::: Excerpt to read :::

Israeli forces reached the gates of Gaza City's main hospital, the primary target in their battle to seize control of the northern half of the Gaza Strip, where medics said patients including newborn babies were dying for lack of fuel.
There was also fresh concern that the war could spread beyond Gaza, with an upsurge of clashes on Israel's northern border with Lebanon, and the United States launching air strikes on Iran-linked militia targets in neighbouring Syria.
Israel launched its campaign last month to annihilate Hamas, the militant group which runs the Gaza Strip, after Hamas fighters rampaged through southern Israel killing civilians. Around 1,200 people died and 240 were dragged to Gaza as hostages according to Israel's tally, in the deadliest day in its 75-year history.
Since then thousands of Gazans have been killed and more than half of the population made homeless by a relentless Israeli military campaign. Israel has ordered the total evacuation of the northern half of Gaza. Gaza medical authorities say more than 11,000 people have been confirmed killed, around 40% of them children.

:::

» **Directions**
a) Condense the paragraph of the Gaza war news report beginning "Israel launched its campaign" into a short bulleted list that keeps its main facts.
b) According to Gaza medical authorities in the news report on the Gaza war, how many people have been confirmed killed?
c) Continue the news report on the Gaza war past its final sentence.
The lines that come next are separate material and have no connection to the news report.

::: Provided records :::

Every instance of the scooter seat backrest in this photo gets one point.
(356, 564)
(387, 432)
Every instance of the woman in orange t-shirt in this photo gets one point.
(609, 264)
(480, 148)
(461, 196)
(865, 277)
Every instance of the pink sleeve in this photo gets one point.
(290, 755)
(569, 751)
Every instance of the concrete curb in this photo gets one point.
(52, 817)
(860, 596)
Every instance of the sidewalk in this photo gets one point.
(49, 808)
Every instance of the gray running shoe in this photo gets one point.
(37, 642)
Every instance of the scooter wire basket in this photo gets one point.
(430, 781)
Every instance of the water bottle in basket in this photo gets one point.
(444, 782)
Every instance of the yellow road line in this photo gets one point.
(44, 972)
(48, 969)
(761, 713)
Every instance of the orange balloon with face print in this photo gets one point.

:::

» **Activity answers**
a)
- Last month, Israel began a campaign to annihilate Hamas, the militant group that runs the Gaza Strip.
- The campaign followed a rampage by Hamas fighters through southern Israel in which civilians were killed.
- By Israel's tally, around 1,200 people died and 240 were taken to Gaza as hostages.
- It was the deadliest day in Israel's 75-year history.

b) More than 11,000 people, around 40% of them children.

c)
Israeli ground forces entered Gaza in late October and have quickly encircled Gaza City, the main settlement in the north. Fighting has since been concentrated in a tightening circle around the Shifa hospital, the enclave's biggest, where thousands of civilians sought shelter.
Israel says Hamas fighters have an underground headquarters in tunnels beneath the hospital and are deliberately using its patients as a shield, which Hamas denies.
Gaza health ministry spokesperson Ashraf Al-Qidra, who was inside the Al Shifa hospital in Gaza city, said an Israel tank was now stationed at the hospital gate.
"The tank is outside the gate of the outpatient clinic department, this is how the situation looks this morning," Qidra told Reuters by phone.
Israel has told civilians to leave and medics to send patients elsewhere. It says it has attempted to evacuate babies from the neo-natal ward and left 300 litres of fuel to power emergency generators at the hospital entrance, but the offers were blocked by Hamas.
Qidra, the Gaza health ministry spokesperson, denied rejecting the offers of fuel but said the 300 litres would power the hospital for just half an hour. Shifa needed 8,000-10,000 litres of fuel per day, which must be delivered by the Red Cross or an international aid agency, he told Reuters.
An Israeli official who requested anonymity said 300 litres could last several hours because only the emergency room was now operating, reducing the hospital's need for fuel.
The Gaza health ministry said that of 45 babies in incubators at Shifa, three had died as of Sunday. Qidra had no immediate update.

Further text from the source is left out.